**Entries shown:**
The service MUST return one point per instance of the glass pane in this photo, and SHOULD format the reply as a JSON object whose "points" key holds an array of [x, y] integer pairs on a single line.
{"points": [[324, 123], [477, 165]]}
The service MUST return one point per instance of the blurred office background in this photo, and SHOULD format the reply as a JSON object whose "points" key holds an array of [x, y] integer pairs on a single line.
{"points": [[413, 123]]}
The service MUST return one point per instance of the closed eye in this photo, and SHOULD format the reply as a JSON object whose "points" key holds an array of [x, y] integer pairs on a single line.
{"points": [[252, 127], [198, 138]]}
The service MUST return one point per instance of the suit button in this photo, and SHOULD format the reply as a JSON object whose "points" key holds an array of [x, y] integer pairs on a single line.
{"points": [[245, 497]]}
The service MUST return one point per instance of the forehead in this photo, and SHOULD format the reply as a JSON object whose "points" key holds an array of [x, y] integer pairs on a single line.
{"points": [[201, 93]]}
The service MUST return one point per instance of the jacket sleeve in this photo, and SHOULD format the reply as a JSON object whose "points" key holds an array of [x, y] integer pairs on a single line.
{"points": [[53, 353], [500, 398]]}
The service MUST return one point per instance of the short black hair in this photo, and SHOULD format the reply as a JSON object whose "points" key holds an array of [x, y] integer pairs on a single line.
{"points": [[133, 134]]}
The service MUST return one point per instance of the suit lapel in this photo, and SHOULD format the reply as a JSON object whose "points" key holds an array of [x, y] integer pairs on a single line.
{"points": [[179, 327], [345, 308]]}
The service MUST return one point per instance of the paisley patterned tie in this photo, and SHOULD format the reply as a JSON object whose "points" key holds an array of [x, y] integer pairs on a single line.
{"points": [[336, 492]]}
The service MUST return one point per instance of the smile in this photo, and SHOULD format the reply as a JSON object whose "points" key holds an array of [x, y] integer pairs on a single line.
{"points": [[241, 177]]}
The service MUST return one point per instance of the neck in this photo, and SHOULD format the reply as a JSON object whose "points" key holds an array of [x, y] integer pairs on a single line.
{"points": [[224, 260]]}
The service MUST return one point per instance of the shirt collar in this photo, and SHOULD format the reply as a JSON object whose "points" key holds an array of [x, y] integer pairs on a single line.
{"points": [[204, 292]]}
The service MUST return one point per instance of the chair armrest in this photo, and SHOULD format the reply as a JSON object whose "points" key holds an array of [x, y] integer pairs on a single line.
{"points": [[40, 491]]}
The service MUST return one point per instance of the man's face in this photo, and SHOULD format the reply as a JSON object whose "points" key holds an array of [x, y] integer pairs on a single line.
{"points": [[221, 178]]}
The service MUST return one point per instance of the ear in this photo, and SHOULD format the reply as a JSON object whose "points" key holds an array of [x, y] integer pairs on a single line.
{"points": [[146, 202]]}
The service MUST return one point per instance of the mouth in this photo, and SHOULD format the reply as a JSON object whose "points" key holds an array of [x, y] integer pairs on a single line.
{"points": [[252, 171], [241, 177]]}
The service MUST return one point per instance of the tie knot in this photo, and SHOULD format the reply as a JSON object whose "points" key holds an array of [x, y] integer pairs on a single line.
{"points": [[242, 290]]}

**Directions for this task:** Reproduce every row above, substituting "MUST" for each occurrence of "SHOULD" and keeping all other text unchanged.

**Exercise result:**
The service MUST return one point per instance of the glass pane in this photo, and MUST format the reply as a JSON object whose "points" key holds an array of [x, y] integer pairs on a single line.
{"points": [[324, 123], [477, 165]]}
The service MUST return one point per instance of the blurred office background in this photo, and MUST format the reply as a JSON object whose "points" key holds an array of [x, y] integer pairs on a single line.
{"points": [[413, 123]]}
The service MUST return one point per instance of the closed eye in this photo, and MUST format the reply as a JSON object whose "points" key holds an array of [x, y] integer pairs on a single line.
{"points": [[252, 127], [198, 138]]}
The service MUST return one point per instance of the suit button in this photo, and MUST format the reply as a JSON object whose "points" key holds an array of [x, y] integer pairs on a single line.
{"points": [[245, 497]]}
The service MUST return one point per instance of the forehead in this photo, and MUST format the reply as a JSON object whose "points" key holds an array of [x, y] integer pairs on a single line.
{"points": [[201, 93]]}
The service MUST return one point per instance of the jacket sleeve in this photo, and MUST format the reply as a JSON object whose "points" key holds an array of [x, y] integer pairs on a single line.
{"points": [[53, 353], [500, 398]]}
The service MUST return one point per instance of the short black hair in this photo, and MUST format the reply as a JSON object whose "points" key holds an array of [x, y] integer pairs on a single line.
{"points": [[133, 134]]}
The service MUST return one point per instance of the suit lapel in this photo, and MUST format the reply as a JSON object whose "points" key holds an array of [x, y] integer pairs on a single line.
{"points": [[179, 327], [345, 308]]}
The service MUST return one point per instance of the paisley patterned tie in this photo, and MUST format the reply as a JSON object whose "points" key holds an array of [x, y] integer pairs on a single line.
{"points": [[336, 492]]}
The service MUST return one point per instance of the smile in this photo, and MUST format the reply as a JSON object whose "points" key holds an array of [x, y] integer pairs on a single line.
{"points": [[241, 177]]}
The service MUST return one point per instance of the neck in this photo, and MUST format the reply as a JSON object whose "points" key holds an array of [x, y] integer pairs on a single line.
{"points": [[224, 260]]}
The service MUST return one point per instance of the shirt collar in this photo, and MUST format the reply as a JSON object whose "points" key holds an array of [x, y] integer pairs on a single line.
{"points": [[204, 292]]}
The service MUST return one point per instance of the chair armrest in this photo, and MUST format the reply as a JSON object whose "points" key holds an array of [x, y] integer pairs on a single line.
{"points": [[40, 491]]}
The service MUST return one point per instance of the man's face in this photo, and MUST format the reply as a JSON object whose "points" key holds an array of [x, y] integer pairs on a single line.
{"points": [[221, 178]]}
The service MUST return one point per instance of the ear in this photo, and MUST format the reply as a JSON object whose "points" key holds an array of [x, y] integer pairs on a single line.
{"points": [[146, 202]]}
The service MUST return one point per instance of the mouth in this photo, and MUST format the reply as a JSON object whose "points" key holds an array of [x, y] integer pairs on a single line.
{"points": [[252, 171], [241, 177]]}
The service MUST return one point per instance of the tie knot in this photo, and MUST format the reply as a JSON object whose "points" key holds an array of [x, y] integer pairs on a single line.
{"points": [[242, 290]]}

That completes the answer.